> **THE PROBLEM**
How many of the lines below contain the string "positive", treating uppercase and lowercase as different? Reply with the number only.

(Stored data entries)
——
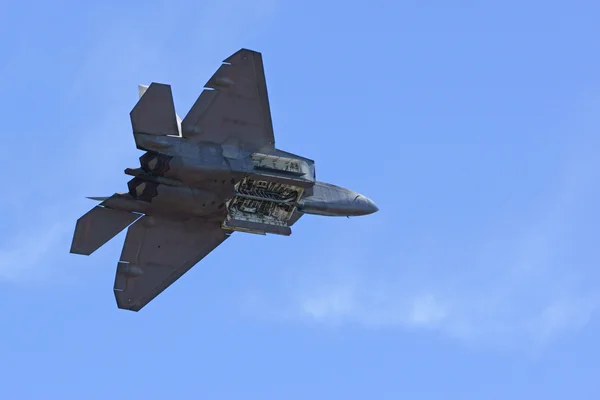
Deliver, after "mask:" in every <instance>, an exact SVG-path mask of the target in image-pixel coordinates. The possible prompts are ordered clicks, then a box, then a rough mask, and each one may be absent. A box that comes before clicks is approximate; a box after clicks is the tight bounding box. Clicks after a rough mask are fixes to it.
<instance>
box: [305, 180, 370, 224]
mask: <svg viewBox="0 0 600 400" xmlns="http://www.w3.org/2000/svg"><path fill="white" fill-rule="evenodd" d="M298 209H299V210H300V211H301V212H303V213H305V214H314V215H323V216H330V217H336V216H337V217H355V216H360V215H368V214H372V213H374V212H376V211H378V210H379V209H378V208H377V206H376V205H375V203H373V201H372V200H370V199H368V198H367V197H365V196H363V195H361V194H359V193H356V192H353V191H351V190H348V189H345V188H342V187H339V186H335V185H331V184H329V183H324V182H316V183H315V186H314V187H313V194H312V195H311V196H308V197H305V198H304V199H302V200H300V202H299V203H298Z"/></svg>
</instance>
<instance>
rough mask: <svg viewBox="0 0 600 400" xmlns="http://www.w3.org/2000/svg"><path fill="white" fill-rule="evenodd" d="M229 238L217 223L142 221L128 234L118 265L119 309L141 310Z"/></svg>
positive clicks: (115, 279) (116, 293)
mask: <svg viewBox="0 0 600 400" xmlns="http://www.w3.org/2000/svg"><path fill="white" fill-rule="evenodd" d="M227 237H228V235H227V233H226V232H225V231H224V230H223V229H221V227H220V224H219V223H218V222H216V223H214V222H206V221H201V220H188V221H174V220H169V219H163V218H157V217H154V216H151V217H150V216H144V217H142V218H140V219H139V220H137V221H136V222H135V223H134V224H133V225H131V226H130V227H129V229H128V230H127V237H126V238H125V243H124V245H123V251H122V253H121V258H120V261H119V263H118V265H117V272H116V276H115V284H114V293H115V299H116V301H117V306H118V307H119V308H120V309H126V310H131V311H139V310H141V309H142V308H143V307H144V306H145V305H146V304H148V303H149V302H150V301H152V300H153V299H154V298H155V297H156V296H158V295H159V294H160V293H162V292H163V291H164V290H165V289H166V288H167V287H169V286H170V285H171V284H173V283H174V282H175V281H176V280H177V279H179V278H180V277H181V276H182V275H183V274H185V273H186V272H187V271H189V270H190V269H191V268H192V267H193V266H194V265H195V264H197V263H198V262H199V261H200V260H202V259H203V258H204V257H206V256H207V255H208V254H209V253H210V252H211V251H213V250H214V249H215V248H217V247H218V246H219V245H220V244H221V243H222V242H223V241H225V239H227Z"/></svg>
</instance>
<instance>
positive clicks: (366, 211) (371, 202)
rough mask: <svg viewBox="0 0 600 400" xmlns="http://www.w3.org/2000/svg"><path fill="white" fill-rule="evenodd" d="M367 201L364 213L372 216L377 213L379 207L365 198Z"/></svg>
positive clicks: (371, 200) (373, 202) (370, 200)
mask: <svg viewBox="0 0 600 400" xmlns="http://www.w3.org/2000/svg"><path fill="white" fill-rule="evenodd" d="M365 200H366V201H367V206H366V212H367V214H373V213H376V212H377V211H379V207H377V205H376V204H375V202H374V201H373V200H371V199H368V198H365Z"/></svg>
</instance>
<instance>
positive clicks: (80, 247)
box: [71, 206, 141, 256]
mask: <svg viewBox="0 0 600 400" xmlns="http://www.w3.org/2000/svg"><path fill="white" fill-rule="evenodd" d="M140 217H141V215H140V214H132V213H128V212H126V211H119V210H113V209H110V208H106V207H102V206H96V207H94V208H92V209H91V210H90V211H89V212H88V213H87V214H85V215H84V216H83V217H81V218H79V219H78V220H77V225H76V226H75V234H74V235H73V242H72V244H71V253H73V254H83V255H86V256H89V255H90V254H92V253H93V252H94V251H96V250H98V249H99V248H100V247H101V246H102V245H104V244H105V243H106V242H108V241H109V240H110V239H112V238H113V237H115V236H116V235H117V234H118V233H119V232H121V231H122V230H123V229H125V228H127V227H128V226H129V225H131V224H132V223H133V222H135V221H136V220H137V219H138V218H140Z"/></svg>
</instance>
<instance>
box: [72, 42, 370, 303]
mask: <svg viewBox="0 0 600 400" xmlns="http://www.w3.org/2000/svg"><path fill="white" fill-rule="evenodd" d="M139 96H140V97H139V100H138V102H137V104H136V105H135V107H134V108H133V110H132V111H131V113H130V117H131V125H132V127H133V137H134V139H135V143H136V147H137V148H138V149H139V150H143V151H145V153H144V154H143V155H142V156H141V157H140V167H138V168H127V169H126V170H125V174H127V175H130V176H132V177H133V179H131V180H130V181H129V182H128V184H127V186H128V188H129V191H128V192H127V193H115V194H113V195H112V196H110V197H90V199H93V200H96V201H99V202H100V203H99V204H98V205H97V206H96V207H94V208H93V209H92V210H90V211H89V212H88V213H87V214H85V215H84V216H82V217H81V218H79V220H78V221H77V224H76V227H75V233H74V235H73V242H72V245H71V250H70V251H71V253H74V254H82V255H90V254H92V253H93V252H94V251H96V250H97V249H98V248H100V247H101V246H102V245H104V244H105V243H106V242H108V241H109V240H110V239H112V238H113V237H114V236H116V235H117V234H118V233H119V232H121V231H123V230H124V229H125V228H127V227H128V229H127V235H126V238H125V244H124V245H123V250H122V252H121V257H120V259H119V262H118V263H117V271H116V277H115V283H114V294H115V298H116V301H117V306H118V307H119V308H120V309H126V310H132V311H139V310H140V309H142V308H143V307H144V306H145V305H146V304H148V303H149V302H150V301H152V300H153V299H154V298H155V297H156V296H158V295H159V294H160V293H161V292H162V291H163V290H165V289H166V288H167V287H169V286H170V285H171V284H172V283H173V282H175V281H176V280H177V279H179V278H180V277H181V276H182V275H183V274H185V273H186V272H187V271H188V270H189V269H190V268H192V267H193V266H194V265H195V264H196V263H198V262H199V261H200V260H202V259H203V258H204V257H206V256H207V255H208V254H209V253H210V252H211V251H212V250H214V249H215V248H216V247H218V246H219V245H220V244H221V243H223V242H224V241H225V240H227V239H228V238H229V237H230V236H231V235H232V234H233V232H236V231H238V232H247V233H254V234H261V235H266V234H277V235H286V236H289V235H290V234H291V228H290V227H291V226H292V225H293V224H294V223H295V222H296V221H298V219H300V218H301V217H302V216H303V215H304V214H313V215H323V216H348V217H349V216H360V215H367V214H372V213H374V212H376V211H378V208H377V206H376V205H375V203H373V201H371V200H370V199H368V198H367V197H365V196H363V195H361V194H359V193H356V192H353V191H351V190H348V189H344V188H342V187H339V186H335V185H332V184H329V183H325V182H320V181H317V180H316V174H315V163H314V161H313V160H311V159H308V158H305V157H301V156H298V155H296V154H293V153H288V152H285V151H282V150H279V149H277V148H276V147H275V136H274V133H273V125H272V122H271V112H270V107H269V99H268V95H267V86H266V81H265V73H264V68H263V62H262V55H261V54H260V53H258V52H255V51H251V50H247V49H241V50H239V51H238V52H236V53H234V54H233V55H231V56H230V57H229V58H227V59H226V60H225V61H224V62H223V64H222V65H221V66H220V67H219V68H218V69H217V71H216V72H215V74H214V75H213V76H212V77H211V78H210V79H209V80H208V82H207V83H206V85H205V88H204V90H203V91H202V93H201V94H200V96H199V97H198V99H197V100H196V102H195V103H194V105H193V106H192V108H191V109H190V111H189V112H188V114H187V115H186V116H185V118H183V120H181V118H179V116H178V115H177V114H176V113H175V106H174V102H173V96H172V92H171V87H170V86H169V85H166V84H161V83H152V84H150V86H142V85H140V86H139Z"/></svg>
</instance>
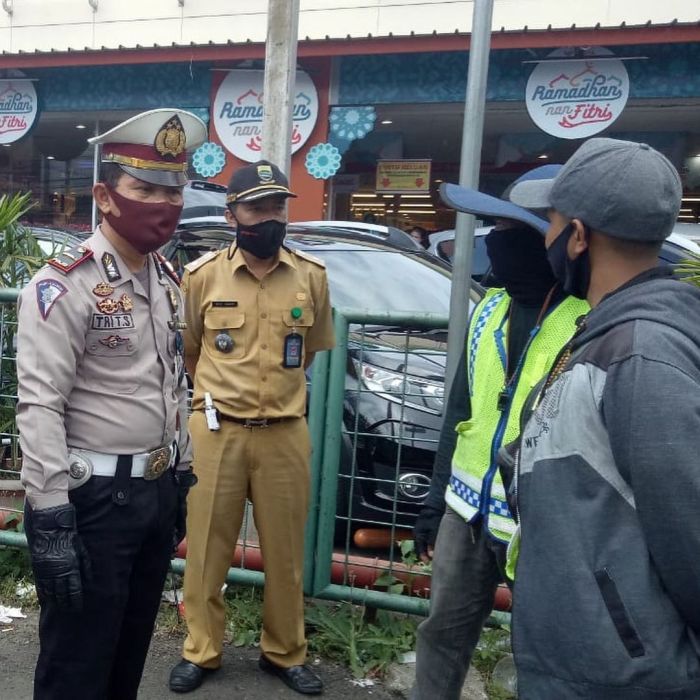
——
> **ANSWER TO THE PROBLEM**
4